## RECORDS PROVIDED
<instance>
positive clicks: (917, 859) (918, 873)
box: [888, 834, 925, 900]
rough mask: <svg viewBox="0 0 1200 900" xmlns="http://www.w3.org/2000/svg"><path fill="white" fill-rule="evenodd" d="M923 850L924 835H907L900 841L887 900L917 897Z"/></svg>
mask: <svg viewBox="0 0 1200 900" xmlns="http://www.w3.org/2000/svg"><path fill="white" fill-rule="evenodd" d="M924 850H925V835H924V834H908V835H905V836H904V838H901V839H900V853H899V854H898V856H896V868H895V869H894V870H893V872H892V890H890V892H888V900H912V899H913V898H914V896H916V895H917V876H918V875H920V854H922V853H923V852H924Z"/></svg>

## REQUIRED WORK
Look above for the line containing "rough mask: <svg"; reproduce it and every line after it through the end of the material, exactly, and nothing else.

## SOLUTION TO THE PROBLEM
rough mask: <svg viewBox="0 0 1200 900" xmlns="http://www.w3.org/2000/svg"><path fill="white" fill-rule="evenodd" d="M923 850L924 835H907L900 841L887 900L917 897Z"/></svg>
mask: <svg viewBox="0 0 1200 900" xmlns="http://www.w3.org/2000/svg"><path fill="white" fill-rule="evenodd" d="M924 850H925V835H924V834H908V835H905V836H904V838H901V839H900V853H899V854H898V856H896V868H895V869H894V870H893V872H892V890H890V892H888V900H912V899H913V898H914V896H916V895H917V876H918V875H920V854H922V853H923V852H924Z"/></svg>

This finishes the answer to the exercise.